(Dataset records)

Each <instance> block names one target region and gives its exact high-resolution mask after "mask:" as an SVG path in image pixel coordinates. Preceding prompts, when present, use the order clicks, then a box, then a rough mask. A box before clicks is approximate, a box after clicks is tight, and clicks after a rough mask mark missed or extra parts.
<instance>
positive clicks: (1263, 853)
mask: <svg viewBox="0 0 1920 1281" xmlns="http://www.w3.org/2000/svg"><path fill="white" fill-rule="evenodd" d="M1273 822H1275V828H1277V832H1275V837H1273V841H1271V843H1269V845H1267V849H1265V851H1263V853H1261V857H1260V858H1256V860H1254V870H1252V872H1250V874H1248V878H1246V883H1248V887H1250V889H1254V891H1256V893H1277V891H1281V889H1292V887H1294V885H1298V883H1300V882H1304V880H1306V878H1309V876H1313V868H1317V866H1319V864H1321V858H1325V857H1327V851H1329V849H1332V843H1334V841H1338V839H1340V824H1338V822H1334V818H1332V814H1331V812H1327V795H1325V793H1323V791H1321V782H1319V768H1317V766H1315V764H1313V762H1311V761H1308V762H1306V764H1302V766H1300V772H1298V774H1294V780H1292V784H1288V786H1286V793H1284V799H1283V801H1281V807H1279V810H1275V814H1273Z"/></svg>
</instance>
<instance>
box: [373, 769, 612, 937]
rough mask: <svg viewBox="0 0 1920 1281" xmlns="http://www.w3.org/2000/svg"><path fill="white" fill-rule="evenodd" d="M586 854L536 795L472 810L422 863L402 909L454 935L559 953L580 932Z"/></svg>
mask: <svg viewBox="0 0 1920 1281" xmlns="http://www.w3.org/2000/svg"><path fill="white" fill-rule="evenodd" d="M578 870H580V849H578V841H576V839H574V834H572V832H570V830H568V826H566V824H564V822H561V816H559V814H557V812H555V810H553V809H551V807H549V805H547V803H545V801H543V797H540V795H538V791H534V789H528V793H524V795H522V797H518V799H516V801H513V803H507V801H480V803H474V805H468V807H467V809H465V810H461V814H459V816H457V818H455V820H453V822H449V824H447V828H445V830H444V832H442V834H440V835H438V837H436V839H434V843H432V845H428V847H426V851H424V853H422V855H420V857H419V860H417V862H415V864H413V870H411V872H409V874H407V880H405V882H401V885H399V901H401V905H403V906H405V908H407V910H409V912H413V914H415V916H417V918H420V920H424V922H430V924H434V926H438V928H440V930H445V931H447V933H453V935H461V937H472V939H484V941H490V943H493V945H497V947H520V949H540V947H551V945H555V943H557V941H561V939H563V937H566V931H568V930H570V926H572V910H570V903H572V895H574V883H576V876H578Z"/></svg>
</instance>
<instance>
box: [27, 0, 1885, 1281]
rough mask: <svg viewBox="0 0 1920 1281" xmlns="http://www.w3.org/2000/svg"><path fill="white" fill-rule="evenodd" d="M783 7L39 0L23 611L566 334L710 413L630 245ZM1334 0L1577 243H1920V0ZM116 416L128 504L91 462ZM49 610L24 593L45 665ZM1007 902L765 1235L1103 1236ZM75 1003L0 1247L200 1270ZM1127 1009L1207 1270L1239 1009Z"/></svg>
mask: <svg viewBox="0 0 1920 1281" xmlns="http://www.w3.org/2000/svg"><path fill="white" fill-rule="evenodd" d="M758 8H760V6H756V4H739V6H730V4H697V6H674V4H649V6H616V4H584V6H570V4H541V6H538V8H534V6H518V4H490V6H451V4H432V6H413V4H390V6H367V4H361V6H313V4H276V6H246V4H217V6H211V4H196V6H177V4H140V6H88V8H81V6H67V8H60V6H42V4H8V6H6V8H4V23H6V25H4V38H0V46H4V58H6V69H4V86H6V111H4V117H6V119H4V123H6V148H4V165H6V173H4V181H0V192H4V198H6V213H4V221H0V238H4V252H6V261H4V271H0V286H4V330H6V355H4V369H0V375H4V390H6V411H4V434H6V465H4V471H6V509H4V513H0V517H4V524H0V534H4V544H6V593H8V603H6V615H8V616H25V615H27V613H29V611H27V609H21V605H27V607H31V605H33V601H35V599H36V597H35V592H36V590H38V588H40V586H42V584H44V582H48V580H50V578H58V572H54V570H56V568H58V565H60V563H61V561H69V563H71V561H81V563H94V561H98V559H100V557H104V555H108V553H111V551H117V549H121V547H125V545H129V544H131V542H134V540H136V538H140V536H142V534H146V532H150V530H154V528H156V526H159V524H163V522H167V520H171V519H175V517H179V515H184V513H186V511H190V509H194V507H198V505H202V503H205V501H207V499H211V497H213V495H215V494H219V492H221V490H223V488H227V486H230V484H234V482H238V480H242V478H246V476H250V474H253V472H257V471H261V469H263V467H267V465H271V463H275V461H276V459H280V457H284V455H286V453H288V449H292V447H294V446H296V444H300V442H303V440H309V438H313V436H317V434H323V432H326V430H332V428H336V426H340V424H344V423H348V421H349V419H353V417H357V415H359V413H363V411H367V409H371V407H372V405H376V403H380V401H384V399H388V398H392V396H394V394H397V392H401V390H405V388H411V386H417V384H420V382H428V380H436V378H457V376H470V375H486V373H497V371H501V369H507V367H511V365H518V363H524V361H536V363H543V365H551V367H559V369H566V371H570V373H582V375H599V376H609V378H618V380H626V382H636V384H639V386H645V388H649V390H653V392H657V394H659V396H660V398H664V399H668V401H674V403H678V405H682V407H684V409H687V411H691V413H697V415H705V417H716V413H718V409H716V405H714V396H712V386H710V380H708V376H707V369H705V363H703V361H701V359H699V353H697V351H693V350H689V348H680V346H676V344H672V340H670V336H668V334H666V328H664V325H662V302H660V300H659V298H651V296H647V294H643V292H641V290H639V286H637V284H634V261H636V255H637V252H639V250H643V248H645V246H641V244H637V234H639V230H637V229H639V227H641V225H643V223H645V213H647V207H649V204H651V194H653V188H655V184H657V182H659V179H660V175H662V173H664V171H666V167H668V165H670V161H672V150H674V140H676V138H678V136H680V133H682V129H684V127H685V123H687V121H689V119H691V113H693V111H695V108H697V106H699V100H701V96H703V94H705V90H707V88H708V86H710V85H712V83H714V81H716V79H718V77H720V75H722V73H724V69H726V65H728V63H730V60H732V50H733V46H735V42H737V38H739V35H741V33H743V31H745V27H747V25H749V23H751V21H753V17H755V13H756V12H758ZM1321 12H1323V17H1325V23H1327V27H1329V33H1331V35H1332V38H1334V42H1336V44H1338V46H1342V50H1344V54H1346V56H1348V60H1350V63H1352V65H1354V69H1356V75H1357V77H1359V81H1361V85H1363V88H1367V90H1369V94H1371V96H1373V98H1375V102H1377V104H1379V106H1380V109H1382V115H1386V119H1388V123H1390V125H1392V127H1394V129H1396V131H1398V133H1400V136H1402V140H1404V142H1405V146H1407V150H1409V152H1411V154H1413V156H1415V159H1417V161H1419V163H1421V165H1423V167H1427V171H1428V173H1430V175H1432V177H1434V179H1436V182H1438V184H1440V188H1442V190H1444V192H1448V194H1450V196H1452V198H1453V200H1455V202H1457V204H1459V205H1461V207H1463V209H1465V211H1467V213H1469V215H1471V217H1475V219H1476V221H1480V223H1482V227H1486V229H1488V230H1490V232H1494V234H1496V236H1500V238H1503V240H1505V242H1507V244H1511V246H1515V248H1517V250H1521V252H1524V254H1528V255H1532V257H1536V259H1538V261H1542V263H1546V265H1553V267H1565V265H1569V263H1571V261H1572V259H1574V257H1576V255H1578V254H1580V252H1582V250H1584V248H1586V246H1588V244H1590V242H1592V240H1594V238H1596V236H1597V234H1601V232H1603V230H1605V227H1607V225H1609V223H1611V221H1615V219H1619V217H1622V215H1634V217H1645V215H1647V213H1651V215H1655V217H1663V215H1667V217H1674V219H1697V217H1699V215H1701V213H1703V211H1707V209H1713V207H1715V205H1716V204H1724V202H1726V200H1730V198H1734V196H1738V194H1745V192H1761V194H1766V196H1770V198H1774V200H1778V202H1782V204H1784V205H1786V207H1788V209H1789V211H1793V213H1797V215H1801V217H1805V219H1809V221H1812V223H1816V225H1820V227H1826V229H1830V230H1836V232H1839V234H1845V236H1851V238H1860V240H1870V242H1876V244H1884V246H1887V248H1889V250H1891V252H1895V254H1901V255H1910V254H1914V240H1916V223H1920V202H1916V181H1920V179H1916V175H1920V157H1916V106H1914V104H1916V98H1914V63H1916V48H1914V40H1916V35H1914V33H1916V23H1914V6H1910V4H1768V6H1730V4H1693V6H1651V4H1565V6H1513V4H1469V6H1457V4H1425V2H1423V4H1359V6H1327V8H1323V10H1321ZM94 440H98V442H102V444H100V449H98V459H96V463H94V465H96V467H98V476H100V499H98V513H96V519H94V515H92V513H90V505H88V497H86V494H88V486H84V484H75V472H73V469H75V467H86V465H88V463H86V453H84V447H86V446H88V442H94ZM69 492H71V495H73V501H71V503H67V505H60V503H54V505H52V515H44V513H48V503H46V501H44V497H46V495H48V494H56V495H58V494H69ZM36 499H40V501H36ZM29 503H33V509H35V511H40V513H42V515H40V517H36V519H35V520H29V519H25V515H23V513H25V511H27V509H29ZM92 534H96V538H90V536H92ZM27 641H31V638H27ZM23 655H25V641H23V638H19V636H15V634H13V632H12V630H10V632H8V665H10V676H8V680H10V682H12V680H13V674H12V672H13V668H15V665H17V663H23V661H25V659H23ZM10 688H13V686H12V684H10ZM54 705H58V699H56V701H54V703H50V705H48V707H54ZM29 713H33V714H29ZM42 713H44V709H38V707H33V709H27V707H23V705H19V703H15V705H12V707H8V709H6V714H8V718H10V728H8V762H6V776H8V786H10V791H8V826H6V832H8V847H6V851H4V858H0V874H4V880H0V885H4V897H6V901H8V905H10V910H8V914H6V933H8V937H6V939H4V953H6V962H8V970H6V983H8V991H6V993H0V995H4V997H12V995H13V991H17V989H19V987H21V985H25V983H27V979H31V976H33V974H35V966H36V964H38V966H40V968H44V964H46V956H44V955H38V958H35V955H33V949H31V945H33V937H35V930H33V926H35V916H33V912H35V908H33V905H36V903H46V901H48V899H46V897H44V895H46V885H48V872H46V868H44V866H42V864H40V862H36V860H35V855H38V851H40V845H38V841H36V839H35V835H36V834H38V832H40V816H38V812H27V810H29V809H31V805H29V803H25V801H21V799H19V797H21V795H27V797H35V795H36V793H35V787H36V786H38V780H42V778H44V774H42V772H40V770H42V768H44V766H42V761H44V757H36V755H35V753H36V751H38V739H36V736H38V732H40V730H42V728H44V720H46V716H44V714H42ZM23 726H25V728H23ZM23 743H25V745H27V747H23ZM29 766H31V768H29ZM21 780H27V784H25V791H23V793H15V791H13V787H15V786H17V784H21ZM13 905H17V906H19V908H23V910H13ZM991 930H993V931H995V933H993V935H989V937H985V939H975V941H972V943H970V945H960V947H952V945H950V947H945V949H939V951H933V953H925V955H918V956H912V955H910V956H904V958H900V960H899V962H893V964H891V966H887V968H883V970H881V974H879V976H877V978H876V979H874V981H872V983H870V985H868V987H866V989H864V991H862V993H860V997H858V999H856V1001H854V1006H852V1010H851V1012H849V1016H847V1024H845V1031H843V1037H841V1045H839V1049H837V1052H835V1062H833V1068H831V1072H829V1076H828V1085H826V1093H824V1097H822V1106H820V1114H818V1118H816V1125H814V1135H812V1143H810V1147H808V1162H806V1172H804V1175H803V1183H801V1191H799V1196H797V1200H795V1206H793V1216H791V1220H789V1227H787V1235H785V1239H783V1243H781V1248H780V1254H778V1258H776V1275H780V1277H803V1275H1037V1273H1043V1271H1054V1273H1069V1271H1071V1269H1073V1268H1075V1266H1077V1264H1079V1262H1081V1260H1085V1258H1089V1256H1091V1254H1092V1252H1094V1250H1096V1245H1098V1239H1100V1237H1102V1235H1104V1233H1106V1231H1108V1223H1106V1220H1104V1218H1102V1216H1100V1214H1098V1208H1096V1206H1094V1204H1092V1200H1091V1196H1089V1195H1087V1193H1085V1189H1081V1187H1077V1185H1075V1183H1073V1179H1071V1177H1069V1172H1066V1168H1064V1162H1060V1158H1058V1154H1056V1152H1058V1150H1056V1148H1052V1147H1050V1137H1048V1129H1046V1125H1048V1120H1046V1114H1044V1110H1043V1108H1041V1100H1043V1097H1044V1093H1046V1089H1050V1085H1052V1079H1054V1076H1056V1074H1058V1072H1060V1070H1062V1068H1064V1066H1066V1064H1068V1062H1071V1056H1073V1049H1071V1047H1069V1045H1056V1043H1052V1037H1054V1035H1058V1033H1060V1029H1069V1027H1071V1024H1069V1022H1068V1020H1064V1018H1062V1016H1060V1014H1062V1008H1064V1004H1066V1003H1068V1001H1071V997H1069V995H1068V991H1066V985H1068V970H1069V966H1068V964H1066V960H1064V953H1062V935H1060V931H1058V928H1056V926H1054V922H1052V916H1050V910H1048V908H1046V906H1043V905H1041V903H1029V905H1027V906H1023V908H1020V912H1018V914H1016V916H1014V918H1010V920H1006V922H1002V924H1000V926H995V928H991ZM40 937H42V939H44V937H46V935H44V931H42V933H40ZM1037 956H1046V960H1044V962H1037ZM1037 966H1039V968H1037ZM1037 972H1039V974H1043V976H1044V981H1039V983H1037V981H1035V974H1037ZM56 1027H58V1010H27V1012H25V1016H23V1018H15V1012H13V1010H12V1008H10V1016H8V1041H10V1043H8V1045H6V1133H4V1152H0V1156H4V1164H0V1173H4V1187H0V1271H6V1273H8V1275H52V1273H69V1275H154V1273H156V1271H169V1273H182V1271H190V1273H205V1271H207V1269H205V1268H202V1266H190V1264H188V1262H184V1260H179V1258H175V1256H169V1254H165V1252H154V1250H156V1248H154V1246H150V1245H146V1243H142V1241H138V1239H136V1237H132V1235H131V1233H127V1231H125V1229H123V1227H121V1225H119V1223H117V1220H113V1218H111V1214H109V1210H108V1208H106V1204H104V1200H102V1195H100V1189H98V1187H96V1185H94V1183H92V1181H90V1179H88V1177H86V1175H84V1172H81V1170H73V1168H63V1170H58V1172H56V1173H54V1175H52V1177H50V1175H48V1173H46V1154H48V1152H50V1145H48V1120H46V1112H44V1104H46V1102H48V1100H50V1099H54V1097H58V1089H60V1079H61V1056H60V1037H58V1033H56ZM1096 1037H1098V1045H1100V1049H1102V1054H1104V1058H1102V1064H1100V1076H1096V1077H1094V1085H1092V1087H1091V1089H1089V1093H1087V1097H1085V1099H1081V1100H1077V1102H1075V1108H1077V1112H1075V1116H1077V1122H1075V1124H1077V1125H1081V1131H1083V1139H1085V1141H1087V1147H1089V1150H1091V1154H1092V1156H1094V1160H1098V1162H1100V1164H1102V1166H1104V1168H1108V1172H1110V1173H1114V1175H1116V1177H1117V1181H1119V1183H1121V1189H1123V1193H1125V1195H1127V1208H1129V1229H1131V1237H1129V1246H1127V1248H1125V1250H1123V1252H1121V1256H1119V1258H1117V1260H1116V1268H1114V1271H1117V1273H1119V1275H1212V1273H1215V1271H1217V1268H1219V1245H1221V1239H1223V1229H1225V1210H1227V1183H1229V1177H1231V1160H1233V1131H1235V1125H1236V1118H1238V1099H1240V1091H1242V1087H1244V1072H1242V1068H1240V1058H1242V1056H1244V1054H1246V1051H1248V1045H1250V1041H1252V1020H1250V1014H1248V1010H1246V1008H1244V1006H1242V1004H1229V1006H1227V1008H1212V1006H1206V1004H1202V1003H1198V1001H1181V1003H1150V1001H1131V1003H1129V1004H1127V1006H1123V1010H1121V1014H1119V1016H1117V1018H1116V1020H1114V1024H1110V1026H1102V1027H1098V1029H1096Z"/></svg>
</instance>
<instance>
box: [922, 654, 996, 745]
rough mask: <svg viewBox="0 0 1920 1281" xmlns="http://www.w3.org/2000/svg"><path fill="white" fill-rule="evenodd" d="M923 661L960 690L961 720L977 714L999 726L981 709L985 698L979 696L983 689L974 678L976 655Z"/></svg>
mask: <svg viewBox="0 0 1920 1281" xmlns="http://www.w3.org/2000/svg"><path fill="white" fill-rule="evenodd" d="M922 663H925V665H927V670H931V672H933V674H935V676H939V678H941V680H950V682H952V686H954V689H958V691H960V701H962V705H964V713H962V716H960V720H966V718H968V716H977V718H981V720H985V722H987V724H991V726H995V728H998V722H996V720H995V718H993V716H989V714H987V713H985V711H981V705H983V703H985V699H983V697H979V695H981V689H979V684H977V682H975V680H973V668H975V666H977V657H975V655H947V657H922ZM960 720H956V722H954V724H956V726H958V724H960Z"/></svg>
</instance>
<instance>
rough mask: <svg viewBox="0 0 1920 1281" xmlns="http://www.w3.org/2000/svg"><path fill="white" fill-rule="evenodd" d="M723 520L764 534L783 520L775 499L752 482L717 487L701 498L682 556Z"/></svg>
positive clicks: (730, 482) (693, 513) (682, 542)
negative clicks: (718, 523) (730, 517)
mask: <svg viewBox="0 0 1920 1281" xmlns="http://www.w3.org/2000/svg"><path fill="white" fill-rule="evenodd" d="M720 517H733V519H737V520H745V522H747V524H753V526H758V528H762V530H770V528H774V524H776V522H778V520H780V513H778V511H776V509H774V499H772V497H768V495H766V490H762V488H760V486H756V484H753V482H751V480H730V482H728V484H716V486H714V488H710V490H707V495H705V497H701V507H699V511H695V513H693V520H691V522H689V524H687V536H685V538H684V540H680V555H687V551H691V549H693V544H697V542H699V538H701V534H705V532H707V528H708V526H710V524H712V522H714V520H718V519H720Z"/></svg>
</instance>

* DIRECTIONS *
Look through the entries above; copy each line where the string "positive" appears.

* EXERCISE RESPONSE *
positive clicks: (1263, 853)
positive clicks: (730, 482) (693, 513) (682, 542)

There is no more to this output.